(Record excerpts Opens)
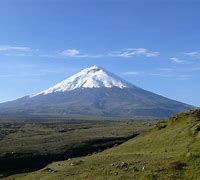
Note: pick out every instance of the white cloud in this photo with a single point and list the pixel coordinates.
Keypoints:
(76, 53)
(70, 53)
(131, 52)
(165, 69)
(177, 60)
(14, 48)
(194, 54)
(133, 73)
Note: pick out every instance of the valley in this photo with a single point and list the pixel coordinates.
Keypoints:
(168, 151)
(28, 145)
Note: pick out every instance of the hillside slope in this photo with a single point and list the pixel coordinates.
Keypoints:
(169, 151)
(95, 91)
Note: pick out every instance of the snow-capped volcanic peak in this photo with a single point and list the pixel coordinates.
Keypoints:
(93, 77)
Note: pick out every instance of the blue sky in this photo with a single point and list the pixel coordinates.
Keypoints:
(153, 44)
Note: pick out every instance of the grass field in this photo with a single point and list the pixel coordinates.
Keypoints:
(171, 150)
(36, 143)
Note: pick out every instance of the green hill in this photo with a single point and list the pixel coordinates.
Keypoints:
(169, 151)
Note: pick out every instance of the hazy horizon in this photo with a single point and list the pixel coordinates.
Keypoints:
(153, 45)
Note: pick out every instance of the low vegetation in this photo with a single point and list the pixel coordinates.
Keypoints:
(30, 145)
(169, 152)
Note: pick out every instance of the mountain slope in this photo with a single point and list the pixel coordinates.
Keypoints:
(169, 151)
(95, 91)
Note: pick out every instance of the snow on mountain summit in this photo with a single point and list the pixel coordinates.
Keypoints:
(93, 77)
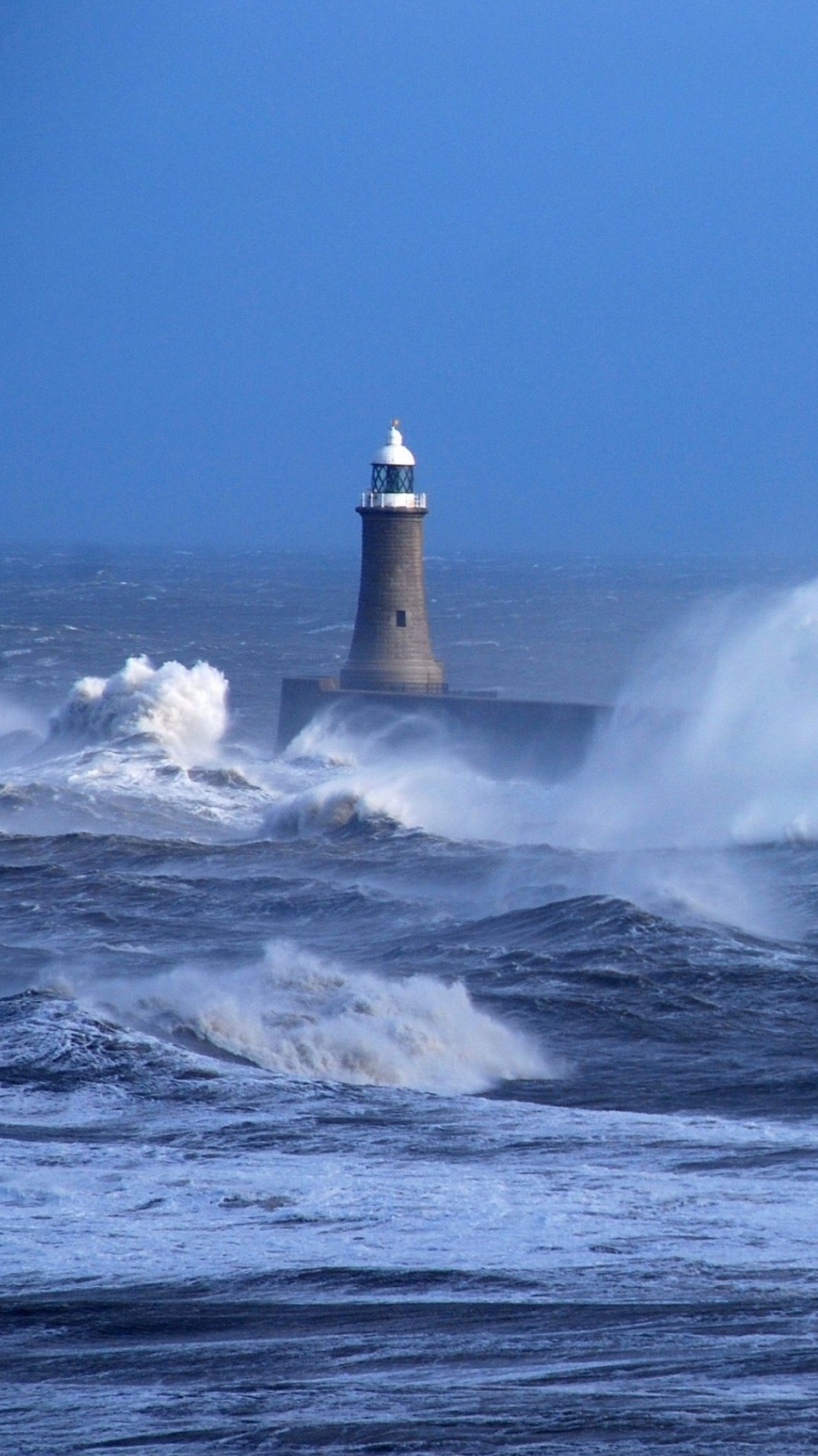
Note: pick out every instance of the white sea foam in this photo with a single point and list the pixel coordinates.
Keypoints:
(713, 743)
(306, 1016)
(181, 708)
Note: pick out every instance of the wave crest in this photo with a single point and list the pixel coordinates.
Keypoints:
(302, 1015)
(181, 708)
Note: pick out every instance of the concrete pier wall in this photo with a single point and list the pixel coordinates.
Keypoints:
(505, 734)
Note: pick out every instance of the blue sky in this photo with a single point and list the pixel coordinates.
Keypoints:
(572, 244)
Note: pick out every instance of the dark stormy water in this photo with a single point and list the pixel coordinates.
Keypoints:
(376, 1101)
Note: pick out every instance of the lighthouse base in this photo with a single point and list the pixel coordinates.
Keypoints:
(504, 734)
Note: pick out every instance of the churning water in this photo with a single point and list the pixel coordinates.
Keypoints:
(363, 1100)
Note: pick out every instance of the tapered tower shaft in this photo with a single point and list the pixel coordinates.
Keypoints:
(392, 648)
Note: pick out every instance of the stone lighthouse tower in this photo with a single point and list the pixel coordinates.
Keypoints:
(391, 647)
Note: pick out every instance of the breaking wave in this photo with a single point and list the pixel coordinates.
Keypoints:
(306, 1016)
(184, 710)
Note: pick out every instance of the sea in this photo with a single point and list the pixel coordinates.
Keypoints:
(369, 1098)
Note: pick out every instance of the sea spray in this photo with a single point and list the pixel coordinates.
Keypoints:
(184, 710)
(303, 1015)
(715, 742)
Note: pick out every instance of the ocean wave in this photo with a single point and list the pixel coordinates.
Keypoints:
(184, 710)
(302, 1015)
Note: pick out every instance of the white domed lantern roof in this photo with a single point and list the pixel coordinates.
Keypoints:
(393, 465)
(393, 452)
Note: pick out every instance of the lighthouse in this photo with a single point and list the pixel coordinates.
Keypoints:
(392, 648)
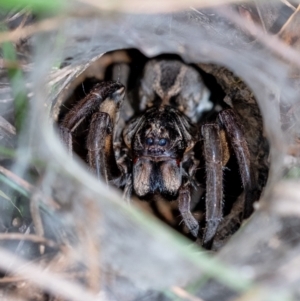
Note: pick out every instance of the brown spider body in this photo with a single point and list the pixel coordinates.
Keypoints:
(160, 142)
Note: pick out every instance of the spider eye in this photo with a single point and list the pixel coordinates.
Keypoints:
(162, 142)
(149, 141)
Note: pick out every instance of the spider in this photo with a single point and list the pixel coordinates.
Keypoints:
(157, 156)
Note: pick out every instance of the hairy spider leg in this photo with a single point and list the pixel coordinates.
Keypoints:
(239, 145)
(214, 181)
(102, 105)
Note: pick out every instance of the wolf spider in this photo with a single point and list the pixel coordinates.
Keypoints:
(157, 155)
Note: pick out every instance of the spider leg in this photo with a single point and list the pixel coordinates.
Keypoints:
(101, 155)
(84, 109)
(214, 181)
(240, 147)
(184, 201)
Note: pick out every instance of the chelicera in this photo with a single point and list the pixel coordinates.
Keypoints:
(156, 155)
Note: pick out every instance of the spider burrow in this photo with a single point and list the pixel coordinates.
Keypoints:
(156, 158)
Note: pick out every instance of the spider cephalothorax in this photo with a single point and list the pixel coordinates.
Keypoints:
(157, 156)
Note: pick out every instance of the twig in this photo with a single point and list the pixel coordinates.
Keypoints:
(271, 41)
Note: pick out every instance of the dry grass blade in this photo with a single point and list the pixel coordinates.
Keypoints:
(26, 31)
(27, 186)
(51, 282)
(184, 294)
(157, 6)
(28, 237)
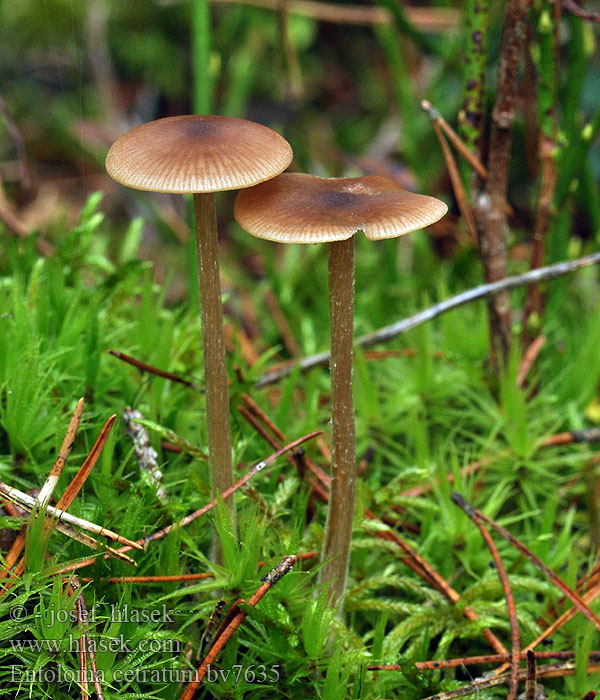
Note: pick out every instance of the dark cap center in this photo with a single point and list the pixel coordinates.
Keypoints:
(200, 128)
(339, 200)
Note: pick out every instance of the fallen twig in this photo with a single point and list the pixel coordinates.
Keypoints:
(382, 335)
(163, 532)
(320, 485)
(Record excerpts Closes)
Exercise aim – Without the pictures, write out every entry exactly as it appears.

Solution to this task –
Note: pick out every instance of the white cloud in this photo with a single point and list the pixel coordinates.
Keypoints:
(76, 53)
(70, 53)
(131, 52)
(165, 69)
(177, 60)
(14, 48)
(194, 54)
(133, 73)
Note: pick out every instance of the valley in this photo with a single point and list the pixel coordinates.
Keypoints:
(168, 151)
(28, 145)
Note: pick out every instance of the hillside slope in this photo with a single point and list the pixel coordinates.
Keypoints:
(169, 151)
(95, 91)
Note: pick out every instance of the snow-capped volcanic peak in this photo with a single point and list the pixel coordinates.
Keypoints:
(93, 77)
Note: pick out every instance of the blue sky in this photo with a single point and list the pixel coordinates.
Keypoints:
(153, 44)
Note: pick out every instance of the grass field in this photo with a single point and list the pixel coordinates.
Keypoints:
(171, 150)
(36, 143)
Note: pick out every instance of the green hill in this photo with a single point and list the pixel coordinates.
Keypoints:
(169, 151)
Note: pick out every instance of the hazy horizon in this photo with a single point and list the pixel coordinates.
Keypoints:
(153, 45)
Note: pick out every instance of the low vegetation in this photo with a single point and list the pixel coordinates.
Keypoints:
(30, 145)
(169, 152)
Note: pick out every instance of the mountain slope in this photo with a single point and list the pixel coordinates.
Keypoints:
(169, 151)
(95, 91)
Note: pick out every instance of the snow on mountain summit in this photo with a single point and list the pixel coordinates.
Keypoints:
(93, 77)
Note: pick out every instance of the white sea foam in this photo with a single point and list the pixel coordinates.
Keypoints:
(713, 743)
(306, 1016)
(181, 708)
Note: pick out every instance of the wave crest in this photo with a single point and list the pixel coordinates.
Keypoints:
(302, 1015)
(181, 708)
Note: pick out every instance of the concrete pier wall in this photo with a single point and list the pixel coordinates.
Keypoints:
(505, 734)
Note: pick out every instance of the blue sky in this photo with a single point and list the pixel coordinates.
Keypoints:
(572, 244)
Note: pick out every instance of the dark stormy water in this photo with a single point and list the pixel coordinates.
Keypoints:
(376, 1101)
Note: pick out every instance of the lighthouse base in this photo with a single point and list the pixel coordinates.
Keypoints:
(504, 734)
Note: pick out every instance of the churning water in this photo with a single point and list the pixel coordinates.
Keypoints:
(363, 1100)
Note: pick out every instance of the tapered tower shaft in this photo with a single point and list the pixel coordinates.
Keypoints:
(392, 648)
Note: pick out every instance of the stone lighthouse tower in this photo with a single point and list the pixel coordinates.
Keypoints:
(391, 647)
Note: pick out every instance of the breaking wave in this photo with a single point and list the pixel coordinates.
Keypoints:
(306, 1016)
(184, 710)
Note: pick out every instance of the sea in this photo with a single point and list the pixel coordinates.
Keypoints:
(369, 1098)
Note: pick out every instance of the sea spray in this photo with a single point and list the pixel coordinates.
Keypoints:
(184, 710)
(303, 1015)
(715, 742)
Note: pick out every instance of the ocean wave in this photo with a single point and list the pixel coordinates.
Keypoints:
(184, 710)
(302, 1015)
Note: pick out every instance of the white domed lantern roof in this photo with a single point and list the pixel coordinates.
Keypoints:
(393, 465)
(393, 452)
Note: pick out every instance of the lighthouse in this photo with a single point and list the pixel coordinates.
Keypoints:
(392, 648)
Note: pick out every instance of the brown spider body in this photo with a single point and list the pixel coordinates.
Keypoints:
(160, 142)
Note: pick out every instance of the spider eye in this photo with a single point and list the pixel coordinates.
Keypoints:
(162, 142)
(149, 141)
Note: pick out every instance of the spider in this photo with a single point and list the pixel coordinates.
Keypoints:
(157, 156)
Note: pick out every instance of the hairy spider leg in this photo with a single point and list the pixel coordinates.
Keypoints:
(239, 145)
(214, 181)
(102, 105)
Note: pick out every instance of the wolf spider in this photo with a single point and list the pixel coordinates.
Keypoints:
(157, 155)
Note: pick out every instance of the spider leg in this photo with a single point and list the pixel coordinates.
Keypoints:
(101, 155)
(84, 109)
(214, 181)
(240, 147)
(184, 201)
Note: pick out every instance of the chelicera in this photo with a single point and list the pixel coordinates.
Keypoints:
(156, 155)
Note: pick out every instance of the spider burrow in this photo with a single point and list the pixel coordinates.
Keypoints:
(156, 158)
Note: pick out every instance of the spider cephalothorax in this photo with a single point and list the pixel coordinates.
Keypoints:
(157, 156)
Note: pick out every instance of the twig in this photo with a single point and list the pixel coordinates.
Keypoints:
(271, 41)
Note: pick out every instance of the dry grass blade in this photo with a single point and list the pixel coordinates.
Keypoints:
(26, 31)
(27, 186)
(51, 282)
(184, 294)
(157, 6)
(28, 237)
Note: pick out every instance of the dark cap center in this photo with a single point and list the pixel coordinates.
Keypoints:
(200, 128)
(339, 200)
Note: pick out every instance of the fallen twig in this photo with a single point and list the pixel coordinates.
Keypoints:
(382, 335)
(163, 532)
(320, 485)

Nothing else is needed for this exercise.